** What is being asked **
Quote the entries below word for word, starting with the line that contains "on the hanging" and going on through the line that contains "point(33, 379)", with both of those lines included.

:: Working data

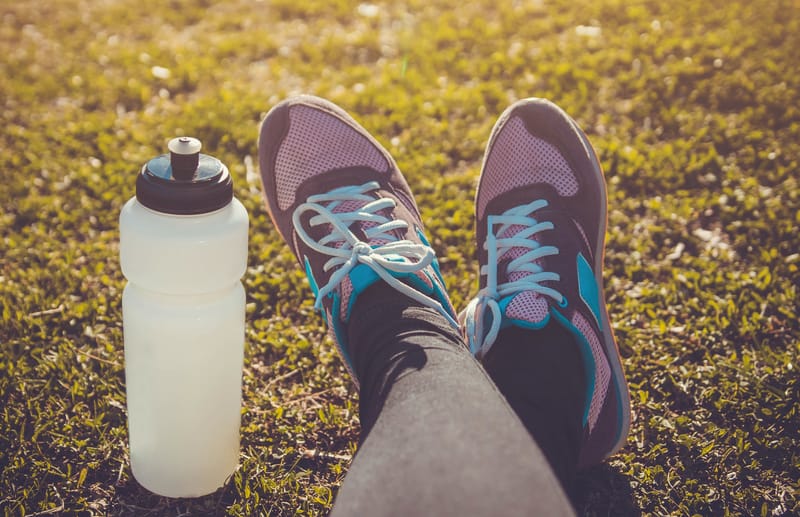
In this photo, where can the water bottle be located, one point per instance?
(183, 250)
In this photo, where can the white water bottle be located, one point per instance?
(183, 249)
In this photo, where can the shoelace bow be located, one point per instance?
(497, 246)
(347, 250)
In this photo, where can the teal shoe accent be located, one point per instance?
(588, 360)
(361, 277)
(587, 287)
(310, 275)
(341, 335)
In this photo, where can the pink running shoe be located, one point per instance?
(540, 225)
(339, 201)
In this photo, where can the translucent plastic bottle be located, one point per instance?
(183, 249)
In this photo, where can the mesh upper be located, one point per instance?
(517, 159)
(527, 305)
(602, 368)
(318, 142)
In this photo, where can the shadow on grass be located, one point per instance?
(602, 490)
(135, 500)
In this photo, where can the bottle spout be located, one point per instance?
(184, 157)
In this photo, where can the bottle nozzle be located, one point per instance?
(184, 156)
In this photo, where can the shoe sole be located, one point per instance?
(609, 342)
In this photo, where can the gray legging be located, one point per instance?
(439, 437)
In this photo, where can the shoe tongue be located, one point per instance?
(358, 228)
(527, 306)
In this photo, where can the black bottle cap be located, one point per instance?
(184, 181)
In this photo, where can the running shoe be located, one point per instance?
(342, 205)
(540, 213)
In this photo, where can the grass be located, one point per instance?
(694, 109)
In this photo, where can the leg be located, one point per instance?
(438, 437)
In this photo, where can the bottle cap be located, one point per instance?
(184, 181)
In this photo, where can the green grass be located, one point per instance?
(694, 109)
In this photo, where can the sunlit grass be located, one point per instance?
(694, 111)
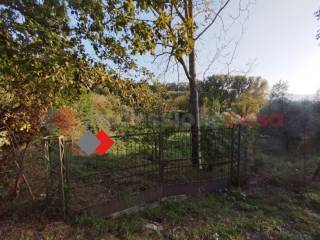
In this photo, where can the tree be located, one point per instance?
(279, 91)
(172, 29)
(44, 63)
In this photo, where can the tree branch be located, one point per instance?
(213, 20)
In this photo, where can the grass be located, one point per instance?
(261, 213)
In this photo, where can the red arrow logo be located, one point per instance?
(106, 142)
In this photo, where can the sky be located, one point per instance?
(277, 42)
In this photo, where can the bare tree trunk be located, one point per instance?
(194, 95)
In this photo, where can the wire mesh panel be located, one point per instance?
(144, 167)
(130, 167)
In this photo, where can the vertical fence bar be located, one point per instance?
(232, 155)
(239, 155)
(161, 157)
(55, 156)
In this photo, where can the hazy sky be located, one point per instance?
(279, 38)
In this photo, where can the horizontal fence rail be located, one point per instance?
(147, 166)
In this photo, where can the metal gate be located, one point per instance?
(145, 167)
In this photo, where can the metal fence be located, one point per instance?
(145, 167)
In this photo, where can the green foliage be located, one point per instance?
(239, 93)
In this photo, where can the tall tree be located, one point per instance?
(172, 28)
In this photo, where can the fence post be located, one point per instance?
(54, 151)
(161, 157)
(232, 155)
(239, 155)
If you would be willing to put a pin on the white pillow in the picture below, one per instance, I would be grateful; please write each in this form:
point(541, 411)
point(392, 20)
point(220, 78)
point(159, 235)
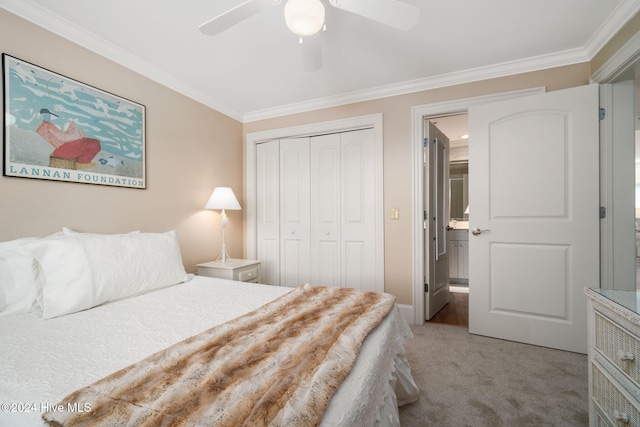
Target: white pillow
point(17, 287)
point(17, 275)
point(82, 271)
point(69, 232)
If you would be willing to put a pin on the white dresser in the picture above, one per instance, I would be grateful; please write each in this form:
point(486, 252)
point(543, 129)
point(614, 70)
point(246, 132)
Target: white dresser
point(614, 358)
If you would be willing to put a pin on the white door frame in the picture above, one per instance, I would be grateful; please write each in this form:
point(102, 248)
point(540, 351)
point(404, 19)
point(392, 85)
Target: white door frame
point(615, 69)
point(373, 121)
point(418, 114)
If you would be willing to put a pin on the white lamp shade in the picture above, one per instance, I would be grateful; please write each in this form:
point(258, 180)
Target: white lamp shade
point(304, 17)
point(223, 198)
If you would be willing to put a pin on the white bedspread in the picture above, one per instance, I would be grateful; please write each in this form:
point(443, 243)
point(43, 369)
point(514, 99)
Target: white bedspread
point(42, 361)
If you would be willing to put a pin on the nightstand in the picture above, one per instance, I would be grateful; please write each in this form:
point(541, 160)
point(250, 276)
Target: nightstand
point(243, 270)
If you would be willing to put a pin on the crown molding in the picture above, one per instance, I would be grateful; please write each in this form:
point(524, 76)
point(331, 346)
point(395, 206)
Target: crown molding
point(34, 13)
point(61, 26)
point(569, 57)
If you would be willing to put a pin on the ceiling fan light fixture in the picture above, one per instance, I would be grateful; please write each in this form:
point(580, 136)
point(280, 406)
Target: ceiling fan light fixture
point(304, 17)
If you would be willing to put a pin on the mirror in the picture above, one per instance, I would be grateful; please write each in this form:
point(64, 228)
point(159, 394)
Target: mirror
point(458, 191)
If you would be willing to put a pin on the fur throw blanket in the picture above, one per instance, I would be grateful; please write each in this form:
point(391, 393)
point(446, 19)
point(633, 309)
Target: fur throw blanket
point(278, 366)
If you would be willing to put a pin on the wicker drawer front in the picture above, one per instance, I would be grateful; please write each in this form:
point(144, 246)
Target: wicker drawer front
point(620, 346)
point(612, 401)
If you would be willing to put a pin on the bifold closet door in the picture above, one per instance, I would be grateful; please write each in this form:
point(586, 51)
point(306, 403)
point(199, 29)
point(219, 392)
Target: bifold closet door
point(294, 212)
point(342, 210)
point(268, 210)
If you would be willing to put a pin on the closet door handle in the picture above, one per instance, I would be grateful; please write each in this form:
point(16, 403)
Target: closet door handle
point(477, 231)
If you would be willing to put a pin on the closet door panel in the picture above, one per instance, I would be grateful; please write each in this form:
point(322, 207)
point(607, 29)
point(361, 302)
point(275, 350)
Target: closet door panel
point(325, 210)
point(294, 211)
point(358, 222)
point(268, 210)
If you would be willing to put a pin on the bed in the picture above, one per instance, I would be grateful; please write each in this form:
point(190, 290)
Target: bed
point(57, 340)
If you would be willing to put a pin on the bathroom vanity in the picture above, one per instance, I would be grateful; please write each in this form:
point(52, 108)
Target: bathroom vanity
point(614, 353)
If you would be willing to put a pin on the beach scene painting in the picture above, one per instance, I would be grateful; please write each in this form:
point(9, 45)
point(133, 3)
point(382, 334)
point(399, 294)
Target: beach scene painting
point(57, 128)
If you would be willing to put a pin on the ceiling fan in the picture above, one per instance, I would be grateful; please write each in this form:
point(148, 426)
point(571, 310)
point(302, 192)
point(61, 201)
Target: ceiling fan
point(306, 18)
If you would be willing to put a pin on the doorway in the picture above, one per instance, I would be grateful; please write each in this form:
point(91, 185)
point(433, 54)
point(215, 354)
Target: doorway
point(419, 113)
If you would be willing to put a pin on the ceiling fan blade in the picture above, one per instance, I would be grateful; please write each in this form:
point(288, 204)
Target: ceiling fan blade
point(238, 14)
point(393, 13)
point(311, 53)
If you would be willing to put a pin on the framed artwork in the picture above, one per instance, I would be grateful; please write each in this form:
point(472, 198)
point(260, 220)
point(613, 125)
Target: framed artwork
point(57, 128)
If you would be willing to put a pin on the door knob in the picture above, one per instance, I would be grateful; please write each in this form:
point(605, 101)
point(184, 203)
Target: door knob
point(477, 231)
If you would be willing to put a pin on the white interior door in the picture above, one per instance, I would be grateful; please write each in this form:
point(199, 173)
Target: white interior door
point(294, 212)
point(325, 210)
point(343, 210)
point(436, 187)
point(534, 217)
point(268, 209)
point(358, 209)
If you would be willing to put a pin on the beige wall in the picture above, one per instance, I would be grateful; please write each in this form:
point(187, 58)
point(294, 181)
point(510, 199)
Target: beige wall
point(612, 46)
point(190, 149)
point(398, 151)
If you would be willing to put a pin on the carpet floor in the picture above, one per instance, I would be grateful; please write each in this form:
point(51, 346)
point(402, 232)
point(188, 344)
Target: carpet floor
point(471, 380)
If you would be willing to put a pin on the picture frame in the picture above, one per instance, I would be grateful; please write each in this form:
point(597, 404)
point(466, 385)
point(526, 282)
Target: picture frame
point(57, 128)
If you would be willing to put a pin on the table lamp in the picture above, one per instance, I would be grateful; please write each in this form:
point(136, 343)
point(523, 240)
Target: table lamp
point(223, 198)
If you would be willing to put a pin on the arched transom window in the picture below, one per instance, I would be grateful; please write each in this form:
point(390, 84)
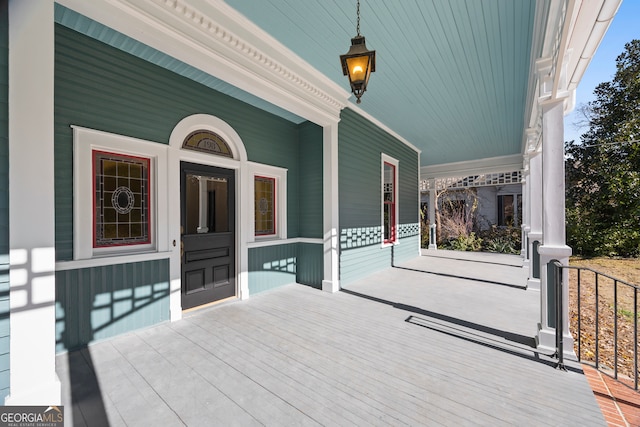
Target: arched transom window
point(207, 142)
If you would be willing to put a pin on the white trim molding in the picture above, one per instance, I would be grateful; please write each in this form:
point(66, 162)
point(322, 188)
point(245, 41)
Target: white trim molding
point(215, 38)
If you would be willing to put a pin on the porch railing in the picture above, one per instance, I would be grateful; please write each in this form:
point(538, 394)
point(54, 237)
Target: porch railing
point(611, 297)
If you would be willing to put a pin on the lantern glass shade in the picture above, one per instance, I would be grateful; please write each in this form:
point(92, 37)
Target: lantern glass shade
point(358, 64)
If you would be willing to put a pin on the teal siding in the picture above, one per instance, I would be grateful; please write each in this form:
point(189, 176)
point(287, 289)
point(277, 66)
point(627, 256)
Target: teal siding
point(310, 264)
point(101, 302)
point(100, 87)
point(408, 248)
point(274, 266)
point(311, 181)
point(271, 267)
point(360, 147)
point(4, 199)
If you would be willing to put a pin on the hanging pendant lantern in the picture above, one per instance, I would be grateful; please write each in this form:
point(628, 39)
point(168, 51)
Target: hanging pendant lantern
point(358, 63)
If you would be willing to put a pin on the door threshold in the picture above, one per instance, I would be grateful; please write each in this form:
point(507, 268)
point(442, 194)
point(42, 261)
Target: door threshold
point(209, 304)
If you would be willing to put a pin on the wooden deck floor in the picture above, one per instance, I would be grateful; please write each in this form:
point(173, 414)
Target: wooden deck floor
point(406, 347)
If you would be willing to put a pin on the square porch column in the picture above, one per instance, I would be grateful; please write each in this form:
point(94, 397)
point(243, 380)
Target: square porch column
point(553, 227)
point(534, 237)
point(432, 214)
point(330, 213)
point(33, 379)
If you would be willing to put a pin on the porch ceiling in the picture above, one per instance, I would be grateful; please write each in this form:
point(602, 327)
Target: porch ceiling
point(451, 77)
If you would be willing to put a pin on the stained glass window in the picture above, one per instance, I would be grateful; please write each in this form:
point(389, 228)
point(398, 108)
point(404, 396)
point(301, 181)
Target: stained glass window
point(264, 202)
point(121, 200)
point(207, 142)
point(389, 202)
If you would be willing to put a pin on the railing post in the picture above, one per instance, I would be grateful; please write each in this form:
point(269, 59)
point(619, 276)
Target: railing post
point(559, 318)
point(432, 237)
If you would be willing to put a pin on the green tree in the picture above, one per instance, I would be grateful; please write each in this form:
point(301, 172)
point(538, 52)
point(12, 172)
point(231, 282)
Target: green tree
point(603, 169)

::::

** Reply to the task **
If you would be willing to put a pin on the hanging pendant lantern in the picture above, one per instance, I would be grateful; please write each in this form:
point(628, 39)
point(168, 51)
Target: hanging pendant lantern
point(358, 63)
If you would be willing to put a pin on the door threshold in the picture above, one per instance, I would be grateful; please write each in this form:
point(507, 268)
point(442, 194)
point(42, 261)
Target: door threshold
point(209, 304)
If you would be willing to put a pin on the wooden deck floor in the picture above, one per instance, I would be grateful; please write each in this form:
point(173, 414)
Target: wooden deck floor
point(406, 347)
If you would be willing to put a pin on the square porch column in the picture above, one per instance, I would be grateful; please write each in this form:
point(94, 397)
point(243, 380)
Target: square porch column
point(553, 227)
point(534, 237)
point(432, 214)
point(330, 213)
point(33, 379)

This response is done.